Reproduce the data exactly as it stands.

Stored data entries
_ _ _
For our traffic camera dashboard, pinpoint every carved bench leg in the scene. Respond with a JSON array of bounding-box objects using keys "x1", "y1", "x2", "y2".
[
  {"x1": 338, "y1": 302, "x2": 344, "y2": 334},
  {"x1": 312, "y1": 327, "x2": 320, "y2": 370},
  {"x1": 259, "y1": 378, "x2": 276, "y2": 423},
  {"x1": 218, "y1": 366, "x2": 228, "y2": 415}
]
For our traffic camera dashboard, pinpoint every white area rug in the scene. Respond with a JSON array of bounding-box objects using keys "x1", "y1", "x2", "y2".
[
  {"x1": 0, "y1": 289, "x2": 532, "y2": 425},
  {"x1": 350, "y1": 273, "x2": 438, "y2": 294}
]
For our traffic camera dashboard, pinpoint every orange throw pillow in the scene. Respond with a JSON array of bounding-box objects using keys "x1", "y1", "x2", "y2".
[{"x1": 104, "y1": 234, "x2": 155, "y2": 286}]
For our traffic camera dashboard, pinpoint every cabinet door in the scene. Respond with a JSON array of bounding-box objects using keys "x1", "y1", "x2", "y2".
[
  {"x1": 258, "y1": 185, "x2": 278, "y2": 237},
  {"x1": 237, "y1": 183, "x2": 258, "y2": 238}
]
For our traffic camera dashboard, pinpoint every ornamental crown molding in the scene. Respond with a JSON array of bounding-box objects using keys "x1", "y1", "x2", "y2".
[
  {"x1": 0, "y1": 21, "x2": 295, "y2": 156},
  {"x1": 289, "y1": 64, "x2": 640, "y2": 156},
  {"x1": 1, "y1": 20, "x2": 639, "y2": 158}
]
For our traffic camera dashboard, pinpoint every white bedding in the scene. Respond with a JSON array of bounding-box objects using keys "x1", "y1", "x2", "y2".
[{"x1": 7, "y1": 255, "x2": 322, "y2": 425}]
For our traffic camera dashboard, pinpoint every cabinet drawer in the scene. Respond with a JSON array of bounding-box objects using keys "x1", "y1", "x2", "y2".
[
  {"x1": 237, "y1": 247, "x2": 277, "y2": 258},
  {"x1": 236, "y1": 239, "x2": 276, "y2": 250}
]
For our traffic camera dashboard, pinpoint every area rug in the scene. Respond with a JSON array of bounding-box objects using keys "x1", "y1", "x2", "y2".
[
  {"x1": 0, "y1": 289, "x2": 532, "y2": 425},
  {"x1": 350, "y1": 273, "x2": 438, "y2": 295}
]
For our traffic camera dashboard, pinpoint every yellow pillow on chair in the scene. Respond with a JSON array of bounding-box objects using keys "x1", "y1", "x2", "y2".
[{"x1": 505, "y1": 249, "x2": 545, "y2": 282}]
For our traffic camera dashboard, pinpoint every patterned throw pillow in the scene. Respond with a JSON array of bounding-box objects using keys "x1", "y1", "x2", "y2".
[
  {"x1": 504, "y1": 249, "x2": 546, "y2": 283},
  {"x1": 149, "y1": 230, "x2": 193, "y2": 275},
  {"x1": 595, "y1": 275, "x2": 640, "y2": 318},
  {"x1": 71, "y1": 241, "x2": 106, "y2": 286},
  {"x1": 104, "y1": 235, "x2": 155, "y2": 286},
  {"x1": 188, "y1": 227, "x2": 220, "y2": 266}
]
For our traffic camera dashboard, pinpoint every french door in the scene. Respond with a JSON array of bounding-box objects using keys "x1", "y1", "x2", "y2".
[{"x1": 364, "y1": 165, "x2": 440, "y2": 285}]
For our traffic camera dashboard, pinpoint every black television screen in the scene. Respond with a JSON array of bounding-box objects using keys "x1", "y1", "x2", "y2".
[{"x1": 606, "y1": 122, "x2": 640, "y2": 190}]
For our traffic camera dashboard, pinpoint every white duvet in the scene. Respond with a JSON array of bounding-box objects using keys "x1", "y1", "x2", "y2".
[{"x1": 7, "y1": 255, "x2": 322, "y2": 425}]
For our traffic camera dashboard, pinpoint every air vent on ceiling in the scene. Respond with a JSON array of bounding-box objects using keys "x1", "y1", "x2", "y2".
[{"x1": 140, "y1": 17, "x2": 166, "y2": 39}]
_ _ _
■ **RESULT**:
For our traffic camera dashboard, pinpoint every carved bench leg in the scene. Respond with a JSON array of bounding-box objects using keys "x1", "y1", "x2", "y2".
[
  {"x1": 338, "y1": 302, "x2": 344, "y2": 334},
  {"x1": 312, "y1": 327, "x2": 320, "y2": 370},
  {"x1": 259, "y1": 378, "x2": 276, "y2": 423},
  {"x1": 218, "y1": 366, "x2": 228, "y2": 415}
]
For our traffic camera dashboard, pinpoint every white area rug in the scene. Respond with a JSON array of bounding-box objects using keys "x1", "y1", "x2", "y2".
[
  {"x1": 0, "y1": 289, "x2": 532, "y2": 425},
  {"x1": 350, "y1": 273, "x2": 438, "y2": 294}
]
For our traffic camera dashboard, pinpoint every orange throw pillow in the scene. Respond with a JSON array of bounding-box objects using keys "x1", "y1", "x2", "y2".
[{"x1": 104, "y1": 234, "x2": 155, "y2": 286}]
For our traffic camera dashboard, pinpoint every cabinet door in the scene. Respond with a JSON array of bounding-box objects using keys "x1", "y1", "x2", "y2".
[
  {"x1": 258, "y1": 185, "x2": 278, "y2": 237},
  {"x1": 237, "y1": 183, "x2": 258, "y2": 238}
]
For our traffic camera dashboard, pinpoint every ornamental crown molding in the scene. Respond with a JSON array of bounding-box objects using keys "x1", "y1", "x2", "y2".
[
  {"x1": 0, "y1": 21, "x2": 295, "y2": 156},
  {"x1": 289, "y1": 64, "x2": 640, "y2": 156},
  {"x1": 1, "y1": 20, "x2": 639, "y2": 158}
]
For our traffic camera dashboard, pinpoint every white bedding in the scene. Respond with a JSON array of bounding-box objects using keys "x1", "y1", "x2", "y2".
[{"x1": 7, "y1": 255, "x2": 322, "y2": 425}]
For our traffic camera dashboard, pinpoint every cabinet drawer in the scene. Respond with a JSON array of bounding-box objects using keys "x1", "y1", "x2", "y2".
[
  {"x1": 237, "y1": 247, "x2": 277, "y2": 258},
  {"x1": 236, "y1": 239, "x2": 276, "y2": 250}
]
For our traffic camera dashboard, pinpoint every area rug in the scene. Respond with a JSON array of bounding-box objects using keys "x1", "y1", "x2", "y2".
[
  {"x1": 0, "y1": 289, "x2": 532, "y2": 425},
  {"x1": 350, "y1": 273, "x2": 438, "y2": 295}
]
For our traffic camera dashboard, pinpoint every yellow pillow on chair in the scene. Respond with a JSON array of bounding-box objects using keys "x1", "y1", "x2", "y2".
[{"x1": 505, "y1": 249, "x2": 545, "y2": 282}]
For our traffic camera dashboard, pinpoint every patterned throw pillow in the scene. Respond with a JSON array of bounding-box objects using keys "x1", "y1", "x2", "y2".
[
  {"x1": 504, "y1": 249, "x2": 546, "y2": 283},
  {"x1": 149, "y1": 230, "x2": 193, "y2": 275},
  {"x1": 595, "y1": 275, "x2": 640, "y2": 318},
  {"x1": 71, "y1": 241, "x2": 106, "y2": 286},
  {"x1": 104, "y1": 235, "x2": 155, "y2": 286},
  {"x1": 188, "y1": 227, "x2": 220, "y2": 266}
]
For our traffic camera dashboard, pinpoint every french door in the scene. Respond with a JSON array of bounding-box objects using keys "x1", "y1", "x2", "y2".
[{"x1": 364, "y1": 165, "x2": 440, "y2": 285}]
For our traffic camera dashboard, pinpoint every black television screen in the scene. Respond with a JSON array of bounding-box objects using keys "x1", "y1", "x2", "y2".
[{"x1": 606, "y1": 122, "x2": 640, "y2": 190}]
For our traffic camera dashboard, pinpoint every white duvet in the scene. Respond with a JSON array of bounding-box objects using keys "x1", "y1", "x2", "y2".
[{"x1": 7, "y1": 255, "x2": 322, "y2": 425}]
For our traffic camera dashboard, pinpoint every air vent on ceiling in the scene. Respond with a JSON array of bounding-box objects using keys "x1", "y1", "x2", "y2".
[{"x1": 140, "y1": 17, "x2": 166, "y2": 39}]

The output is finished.